Supplied material Start Marker

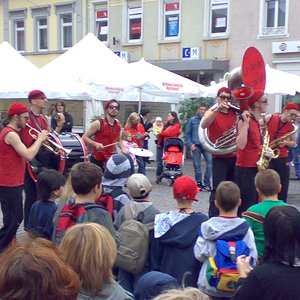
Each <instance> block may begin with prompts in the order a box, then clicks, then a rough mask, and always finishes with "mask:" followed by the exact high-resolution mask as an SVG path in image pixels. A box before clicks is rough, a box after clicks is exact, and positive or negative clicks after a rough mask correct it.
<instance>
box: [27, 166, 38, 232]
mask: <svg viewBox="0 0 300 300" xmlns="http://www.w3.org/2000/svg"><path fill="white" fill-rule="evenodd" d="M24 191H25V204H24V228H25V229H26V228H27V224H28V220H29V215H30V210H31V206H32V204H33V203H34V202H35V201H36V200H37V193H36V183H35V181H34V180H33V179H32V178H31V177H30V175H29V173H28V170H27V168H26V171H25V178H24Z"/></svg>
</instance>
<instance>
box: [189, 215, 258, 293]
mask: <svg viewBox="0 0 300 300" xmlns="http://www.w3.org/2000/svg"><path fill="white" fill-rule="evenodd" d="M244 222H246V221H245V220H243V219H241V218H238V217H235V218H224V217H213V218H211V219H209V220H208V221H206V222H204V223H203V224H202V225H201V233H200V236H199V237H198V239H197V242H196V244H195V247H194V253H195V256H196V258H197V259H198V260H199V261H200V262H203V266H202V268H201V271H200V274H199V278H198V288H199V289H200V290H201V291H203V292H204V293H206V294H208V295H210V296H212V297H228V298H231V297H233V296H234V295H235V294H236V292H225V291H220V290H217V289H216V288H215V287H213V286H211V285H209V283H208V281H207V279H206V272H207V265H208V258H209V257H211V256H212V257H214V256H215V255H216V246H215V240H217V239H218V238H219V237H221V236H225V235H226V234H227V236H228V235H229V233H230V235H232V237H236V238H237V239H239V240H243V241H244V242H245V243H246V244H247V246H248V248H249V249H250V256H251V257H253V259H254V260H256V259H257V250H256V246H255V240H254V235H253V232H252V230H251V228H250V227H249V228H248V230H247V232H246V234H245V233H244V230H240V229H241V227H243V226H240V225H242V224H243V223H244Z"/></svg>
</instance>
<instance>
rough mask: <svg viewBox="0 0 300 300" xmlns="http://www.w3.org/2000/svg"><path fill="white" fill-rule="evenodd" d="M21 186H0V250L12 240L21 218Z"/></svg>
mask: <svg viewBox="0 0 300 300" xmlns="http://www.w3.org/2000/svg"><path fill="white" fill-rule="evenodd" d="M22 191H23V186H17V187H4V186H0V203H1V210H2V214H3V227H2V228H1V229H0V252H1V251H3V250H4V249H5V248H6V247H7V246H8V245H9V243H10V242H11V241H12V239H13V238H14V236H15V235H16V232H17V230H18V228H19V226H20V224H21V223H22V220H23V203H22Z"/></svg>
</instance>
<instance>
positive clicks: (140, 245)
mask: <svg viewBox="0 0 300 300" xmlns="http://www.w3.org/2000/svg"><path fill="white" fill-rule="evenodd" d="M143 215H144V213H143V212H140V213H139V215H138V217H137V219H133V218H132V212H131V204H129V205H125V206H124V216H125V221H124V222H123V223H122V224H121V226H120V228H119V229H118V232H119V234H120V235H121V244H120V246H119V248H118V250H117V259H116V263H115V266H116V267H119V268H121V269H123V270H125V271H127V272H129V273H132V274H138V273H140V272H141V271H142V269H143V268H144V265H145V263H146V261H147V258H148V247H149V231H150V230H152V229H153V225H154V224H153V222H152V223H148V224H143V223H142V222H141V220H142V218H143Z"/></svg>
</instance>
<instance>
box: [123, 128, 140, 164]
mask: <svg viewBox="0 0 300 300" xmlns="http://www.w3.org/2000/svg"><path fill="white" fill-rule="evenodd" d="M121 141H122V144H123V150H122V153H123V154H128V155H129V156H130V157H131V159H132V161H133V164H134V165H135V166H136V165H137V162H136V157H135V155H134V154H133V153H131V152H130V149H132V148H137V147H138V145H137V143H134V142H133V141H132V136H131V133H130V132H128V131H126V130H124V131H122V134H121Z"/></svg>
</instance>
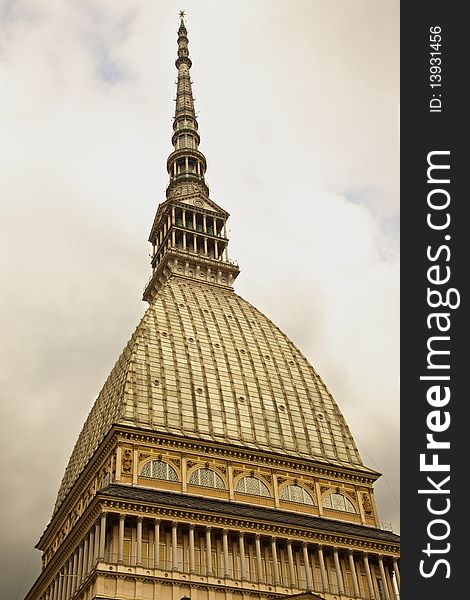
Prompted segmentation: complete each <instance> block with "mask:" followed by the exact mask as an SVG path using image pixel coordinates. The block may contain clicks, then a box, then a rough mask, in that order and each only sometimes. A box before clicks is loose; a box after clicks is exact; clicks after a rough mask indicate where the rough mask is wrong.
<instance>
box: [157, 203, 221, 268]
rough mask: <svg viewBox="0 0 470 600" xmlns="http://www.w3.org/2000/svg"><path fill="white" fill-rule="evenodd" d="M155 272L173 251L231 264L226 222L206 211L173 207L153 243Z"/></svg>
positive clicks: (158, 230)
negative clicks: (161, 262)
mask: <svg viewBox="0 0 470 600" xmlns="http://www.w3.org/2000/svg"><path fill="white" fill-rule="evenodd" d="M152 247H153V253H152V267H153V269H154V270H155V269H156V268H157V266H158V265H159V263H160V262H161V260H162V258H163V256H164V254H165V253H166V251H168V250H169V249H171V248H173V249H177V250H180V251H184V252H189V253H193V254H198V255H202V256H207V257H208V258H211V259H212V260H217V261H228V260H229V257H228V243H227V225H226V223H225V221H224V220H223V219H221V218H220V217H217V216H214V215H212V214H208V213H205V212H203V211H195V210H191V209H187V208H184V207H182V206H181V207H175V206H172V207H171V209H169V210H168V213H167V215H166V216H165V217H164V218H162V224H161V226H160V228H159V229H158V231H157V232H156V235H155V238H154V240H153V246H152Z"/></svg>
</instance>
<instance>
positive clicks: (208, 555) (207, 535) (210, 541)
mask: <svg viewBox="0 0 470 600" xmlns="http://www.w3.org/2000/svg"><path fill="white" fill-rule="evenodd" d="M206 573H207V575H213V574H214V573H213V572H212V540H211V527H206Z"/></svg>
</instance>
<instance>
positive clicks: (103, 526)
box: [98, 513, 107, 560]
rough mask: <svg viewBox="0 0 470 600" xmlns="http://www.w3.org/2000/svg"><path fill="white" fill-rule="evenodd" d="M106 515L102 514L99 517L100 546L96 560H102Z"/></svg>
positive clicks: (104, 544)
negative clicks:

Supplied material End Marker

Problem ▸ Your answer should set down the listing verbatim and leave out its images.

Output for this task ▸
Each <instance> block may begin with prompts in the order a box, then clicks, then a rough mask, and always finishes with "mask:" followed by the exact high-resolution mask as an SVG path in image pixels. A box before clicks is rough, a box after clicks is exact, and positive or negative clicks after a rough mask correct it.
<instance>
box: [27, 166, 38, 232]
mask: <svg viewBox="0 0 300 300" xmlns="http://www.w3.org/2000/svg"><path fill="white" fill-rule="evenodd" d="M24 191H25V204H24V228H25V229H26V228H27V224H28V220H29V215H30V210H31V206H32V204H33V203H34V202H35V201H36V200H37V193H36V183H35V181H34V180H33V179H32V178H31V177H30V175H29V173H28V170H27V168H26V171H25V178H24Z"/></svg>
</instance>
<instance>
box: [189, 215, 258, 293]
mask: <svg viewBox="0 0 300 300" xmlns="http://www.w3.org/2000/svg"><path fill="white" fill-rule="evenodd" d="M244 222H246V221H245V220H243V219H241V218H238V217H235V218H224V217H213V218H211V219H209V220H208V221H206V222H204V223H203V224H202V225H201V233H200V236H199V237H198V239H197V242H196V244H195V247H194V253H195V256H196V258H197V259H198V260H199V261H200V262H203V266H202V268H201V271H200V274H199V278H198V288H199V289H200V290H201V291H203V292H204V293H206V294H208V295H210V296H212V297H228V298H231V297H233V296H234V295H235V294H236V292H225V291H220V290H217V289H216V288H215V287H213V286H211V285H209V283H208V281H207V279H206V272H207V265H208V258H209V257H211V256H212V257H214V256H215V255H216V246H215V240H217V239H218V238H219V237H221V236H225V235H226V234H227V236H228V235H229V233H230V235H232V237H236V238H237V239H239V240H243V241H244V242H245V243H246V244H247V246H248V248H249V249H250V256H251V257H253V259H254V260H256V259H257V250H256V246H255V240H254V235H253V232H252V230H251V228H250V227H249V228H248V230H247V232H246V234H245V233H244V230H240V229H241V227H243V226H240V225H242V224H243V223H244Z"/></svg>
</instance>
<instance>
rough mask: <svg viewBox="0 0 300 300" xmlns="http://www.w3.org/2000/svg"><path fill="white" fill-rule="evenodd" d="M21 186H0V250L12 240L21 218Z"/></svg>
mask: <svg viewBox="0 0 300 300" xmlns="http://www.w3.org/2000/svg"><path fill="white" fill-rule="evenodd" d="M22 191H23V186H17V187H4V186H0V203H1V210H2V214H3V227H2V228H1V229H0V252H1V251H3V250H4V249H5V248H6V247H7V246H8V245H9V243H10V242H11V241H12V239H13V238H14V236H15V235H16V232H17V230H18V228H19V226H20V224H21V223H22V220H23V203H22Z"/></svg>
</instance>
<instance>
positive clicks: (140, 245)
mask: <svg viewBox="0 0 300 300" xmlns="http://www.w3.org/2000/svg"><path fill="white" fill-rule="evenodd" d="M143 215H144V213H143V212H140V213H139V215H138V217H137V219H133V218H132V212H131V204H129V205H125V206H124V216H125V221H124V222H123V223H122V224H121V226H120V228H119V229H118V232H119V234H120V235H121V244H120V246H119V248H118V250H117V259H116V263H115V266H116V267H119V268H121V269H123V270H125V271H127V272H129V273H132V274H138V273H140V272H141V271H142V269H143V268H144V265H145V263H146V261H147V258H148V247H149V231H150V230H152V229H153V225H154V224H153V222H152V223H148V224H143V223H142V222H141V220H142V218H143Z"/></svg>
</instance>
<instance>
box: [123, 128, 140, 164]
mask: <svg viewBox="0 0 300 300" xmlns="http://www.w3.org/2000/svg"><path fill="white" fill-rule="evenodd" d="M121 141H122V144H123V150H122V153H123V154H128V155H129V156H130V157H131V159H132V161H133V164H134V165H135V166H136V165H137V162H136V157H135V155H134V154H133V153H131V152H130V149H132V148H137V147H138V145H137V143H134V142H133V141H132V136H131V133H130V132H128V131H126V130H124V131H122V134H121Z"/></svg>
</instance>
Prompted segmentation: complete each <instance> block with "mask:" followed by the exact mask as an SVG path using image pixel coordinates. The block may contain clicks, then a box, then a rough mask, in that order and each only sometimes. A box before clicks is loose; a box after clicks is exact; clicks after a rough mask indicate where the rough mask is wrong.
<instance>
box: [157, 203, 221, 268]
rough mask: <svg viewBox="0 0 470 600" xmlns="http://www.w3.org/2000/svg"><path fill="white" fill-rule="evenodd" d="M155 272L173 251L231 264L226 222L206 211L173 207L153 243Z"/></svg>
positive clicks: (158, 230)
negative clicks: (161, 262)
mask: <svg viewBox="0 0 470 600" xmlns="http://www.w3.org/2000/svg"><path fill="white" fill-rule="evenodd" d="M152 247H153V253H152V267H153V269H154V270H155V269H156V268H157V266H158V265H159V263H160V262H161V260H162V258H163V256H164V254H165V253H166V251H168V250H169V249H171V248H173V249H177V250H180V251H184V252H189V253H193V254H198V255H202V256H207V257H208V258H211V259H212V260H217V261H228V260H229V257H228V243H227V225H226V223H225V221H224V220H223V219H221V218H220V217H217V216H214V215H212V214H208V213H205V212H203V211H195V210H191V209H187V208H184V207H182V206H181V207H175V206H172V207H171V209H169V210H168V213H167V215H166V216H165V217H164V218H162V224H161V226H160V228H159V229H158V231H157V232H156V235H155V238H154V240H153V246H152Z"/></svg>
</instance>
<instance>
positive clicks: (208, 555) (207, 535) (210, 541)
mask: <svg viewBox="0 0 470 600" xmlns="http://www.w3.org/2000/svg"><path fill="white" fill-rule="evenodd" d="M206 573H207V575H213V574H214V573H213V572H212V540H211V527H206Z"/></svg>
</instance>
<instance>
positive clicks: (103, 526)
box: [98, 513, 107, 560]
rough mask: <svg viewBox="0 0 470 600" xmlns="http://www.w3.org/2000/svg"><path fill="white" fill-rule="evenodd" d="M106 515L102 514L99 517L100 546L96 560H102Z"/></svg>
positive clicks: (104, 544)
negative clicks:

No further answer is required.